◆ What needs to be done: Compute how many lines in the records below contain the string "every" and give that number without other output.

◆ Dataset records:
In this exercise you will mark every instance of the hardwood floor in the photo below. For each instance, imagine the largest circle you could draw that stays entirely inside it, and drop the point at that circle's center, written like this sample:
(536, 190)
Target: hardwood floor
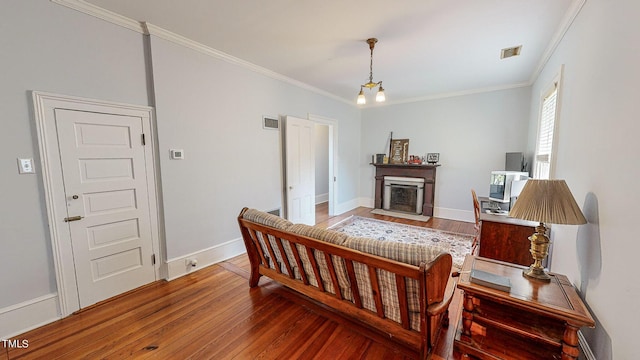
(213, 314)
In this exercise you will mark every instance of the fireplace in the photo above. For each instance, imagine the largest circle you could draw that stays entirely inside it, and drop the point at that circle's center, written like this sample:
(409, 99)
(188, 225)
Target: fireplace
(404, 194)
(425, 172)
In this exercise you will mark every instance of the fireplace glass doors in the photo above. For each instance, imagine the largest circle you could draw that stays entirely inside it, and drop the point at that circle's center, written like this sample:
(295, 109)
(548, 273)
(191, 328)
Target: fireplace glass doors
(404, 194)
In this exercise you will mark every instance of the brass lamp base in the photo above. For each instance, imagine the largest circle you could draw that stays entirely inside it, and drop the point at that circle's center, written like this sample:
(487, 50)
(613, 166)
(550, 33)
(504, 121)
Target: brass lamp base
(539, 251)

◆ Answer for the task: 4